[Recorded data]
Start

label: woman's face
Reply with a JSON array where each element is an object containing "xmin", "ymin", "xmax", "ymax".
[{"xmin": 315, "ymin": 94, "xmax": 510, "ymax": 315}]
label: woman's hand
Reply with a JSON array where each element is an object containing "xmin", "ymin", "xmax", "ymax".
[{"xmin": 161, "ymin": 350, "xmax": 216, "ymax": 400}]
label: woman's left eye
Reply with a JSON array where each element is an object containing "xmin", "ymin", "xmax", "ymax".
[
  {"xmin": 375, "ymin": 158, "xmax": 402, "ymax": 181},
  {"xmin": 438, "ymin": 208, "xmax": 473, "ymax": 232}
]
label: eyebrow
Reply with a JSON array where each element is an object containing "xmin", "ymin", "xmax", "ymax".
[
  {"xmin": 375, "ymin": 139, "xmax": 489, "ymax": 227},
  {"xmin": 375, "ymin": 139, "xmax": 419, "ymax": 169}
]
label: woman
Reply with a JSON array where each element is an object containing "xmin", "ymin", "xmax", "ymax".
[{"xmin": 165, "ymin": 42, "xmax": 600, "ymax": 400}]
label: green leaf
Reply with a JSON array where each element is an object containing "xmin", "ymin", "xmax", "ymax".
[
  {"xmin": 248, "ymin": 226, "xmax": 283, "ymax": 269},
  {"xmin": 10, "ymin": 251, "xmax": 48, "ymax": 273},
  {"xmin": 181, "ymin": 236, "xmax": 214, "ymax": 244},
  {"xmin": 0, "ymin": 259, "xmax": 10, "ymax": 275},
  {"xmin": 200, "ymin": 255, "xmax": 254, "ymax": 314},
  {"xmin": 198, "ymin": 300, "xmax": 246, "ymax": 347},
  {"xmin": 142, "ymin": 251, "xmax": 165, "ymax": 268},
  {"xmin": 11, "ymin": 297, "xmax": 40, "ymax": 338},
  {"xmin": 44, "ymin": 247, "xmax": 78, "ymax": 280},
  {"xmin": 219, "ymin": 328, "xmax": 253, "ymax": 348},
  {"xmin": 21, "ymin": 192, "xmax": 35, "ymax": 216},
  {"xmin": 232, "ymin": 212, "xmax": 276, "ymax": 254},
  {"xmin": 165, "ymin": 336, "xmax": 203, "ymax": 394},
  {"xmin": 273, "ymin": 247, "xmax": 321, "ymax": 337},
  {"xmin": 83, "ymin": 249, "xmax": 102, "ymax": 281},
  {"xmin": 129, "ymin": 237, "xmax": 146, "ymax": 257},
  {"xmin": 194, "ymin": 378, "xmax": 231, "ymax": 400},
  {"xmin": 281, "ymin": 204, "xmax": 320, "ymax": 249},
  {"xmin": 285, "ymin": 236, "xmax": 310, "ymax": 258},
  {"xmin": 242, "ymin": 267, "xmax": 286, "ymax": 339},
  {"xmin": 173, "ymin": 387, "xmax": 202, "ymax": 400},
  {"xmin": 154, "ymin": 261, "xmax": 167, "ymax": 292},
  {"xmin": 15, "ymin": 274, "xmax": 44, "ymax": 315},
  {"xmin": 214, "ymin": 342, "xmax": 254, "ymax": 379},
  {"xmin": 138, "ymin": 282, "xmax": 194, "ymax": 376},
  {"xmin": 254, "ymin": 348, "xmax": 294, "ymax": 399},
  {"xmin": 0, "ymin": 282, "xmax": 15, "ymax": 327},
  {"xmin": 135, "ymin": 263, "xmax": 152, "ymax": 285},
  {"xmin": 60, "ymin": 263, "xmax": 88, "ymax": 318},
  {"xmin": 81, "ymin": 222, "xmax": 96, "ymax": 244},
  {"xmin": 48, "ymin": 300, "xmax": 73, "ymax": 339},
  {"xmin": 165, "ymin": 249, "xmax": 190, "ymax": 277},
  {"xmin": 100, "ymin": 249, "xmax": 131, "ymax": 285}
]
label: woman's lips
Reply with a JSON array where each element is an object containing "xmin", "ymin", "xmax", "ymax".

End

## Aim
Count the lines in the records above that contain the string "label", treating uppercase and lowercase as different. Reply with the number alone.

## Completed exercise
7